Required work » Filter the records, keeping every line that has the string "SELECT".

Data provided »
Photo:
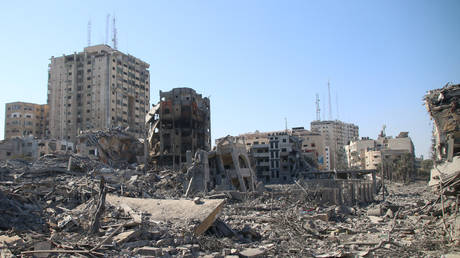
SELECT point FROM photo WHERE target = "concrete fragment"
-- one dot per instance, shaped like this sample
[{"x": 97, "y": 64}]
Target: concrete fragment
[
  {"x": 197, "y": 200},
  {"x": 45, "y": 245},
  {"x": 389, "y": 213},
  {"x": 125, "y": 236},
  {"x": 177, "y": 211},
  {"x": 375, "y": 211},
  {"x": 11, "y": 240},
  {"x": 375, "y": 219}
]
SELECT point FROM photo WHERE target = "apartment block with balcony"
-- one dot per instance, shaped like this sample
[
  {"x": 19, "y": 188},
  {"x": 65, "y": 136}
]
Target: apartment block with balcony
[
  {"x": 336, "y": 134},
  {"x": 98, "y": 88}
]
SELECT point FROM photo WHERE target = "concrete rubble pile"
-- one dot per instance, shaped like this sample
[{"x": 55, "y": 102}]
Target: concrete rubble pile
[
  {"x": 90, "y": 209},
  {"x": 444, "y": 107},
  {"x": 115, "y": 147},
  {"x": 110, "y": 204}
]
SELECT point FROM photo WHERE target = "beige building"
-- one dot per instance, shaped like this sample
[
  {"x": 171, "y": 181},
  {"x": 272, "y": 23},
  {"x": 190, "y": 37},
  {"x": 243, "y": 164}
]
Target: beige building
[
  {"x": 356, "y": 152},
  {"x": 98, "y": 88},
  {"x": 179, "y": 124},
  {"x": 24, "y": 119},
  {"x": 336, "y": 134},
  {"x": 372, "y": 159},
  {"x": 312, "y": 145},
  {"x": 277, "y": 156}
]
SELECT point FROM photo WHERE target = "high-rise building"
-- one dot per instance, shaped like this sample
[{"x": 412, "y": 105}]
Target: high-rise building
[
  {"x": 24, "y": 119},
  {"x": 336, "y": 134},
  {"x": 179, "y": 124},
  {"x": 98, "y": 88}
]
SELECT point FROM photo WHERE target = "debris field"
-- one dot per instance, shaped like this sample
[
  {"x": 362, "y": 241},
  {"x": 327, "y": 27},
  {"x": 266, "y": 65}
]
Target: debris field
[{"x": 69, "y": 205}]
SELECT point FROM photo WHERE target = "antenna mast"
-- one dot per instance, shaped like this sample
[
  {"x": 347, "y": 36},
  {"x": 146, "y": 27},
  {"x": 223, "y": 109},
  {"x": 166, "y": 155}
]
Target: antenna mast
[
  {"x": 337, "y": 103},
  {"x": 89, "y": 33},
  {"x": 107, "y": 24},
  {"x": 114, "y": 39},
  {"x": 329, "y": 92},
  {"x": 318, "y": 110}
]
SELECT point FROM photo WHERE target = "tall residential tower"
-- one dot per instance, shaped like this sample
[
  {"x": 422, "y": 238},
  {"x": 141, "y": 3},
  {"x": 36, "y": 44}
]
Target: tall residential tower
[{"x": 98, "y": 88}]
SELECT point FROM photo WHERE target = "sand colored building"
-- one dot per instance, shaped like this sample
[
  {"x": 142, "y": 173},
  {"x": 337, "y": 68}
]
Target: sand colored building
[
  {"x": 24, "y": 119},
  {"x": 98, "y": 88}
]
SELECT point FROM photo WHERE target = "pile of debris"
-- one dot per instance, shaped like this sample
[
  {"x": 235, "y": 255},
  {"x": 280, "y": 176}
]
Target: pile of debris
[{"x": 115, "y": 147}]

Problem solution »
SELECT point FROM photo WHERE target = "concrete fragment"
SELECT point FROM photo WHERE target = "apartment block with balcony"
SELECT point FROM photo WHERE target = "concrete rubble pile"
SELECT point FROM photo WHERE target = "beige building"
SELECT point FROM photo WHERE target = "high-rise building"
SELECT point FROM photo WHERE target = "debris field"
SELECT point FROM photo WHERE target = "antenna mast"
SELECT point FROM photo WHERE target = "tall residential tower"
SELECT point FROM photo WHERE target = "sand colored building"
SELECT point FROM photo WHERE target = "pile of debris"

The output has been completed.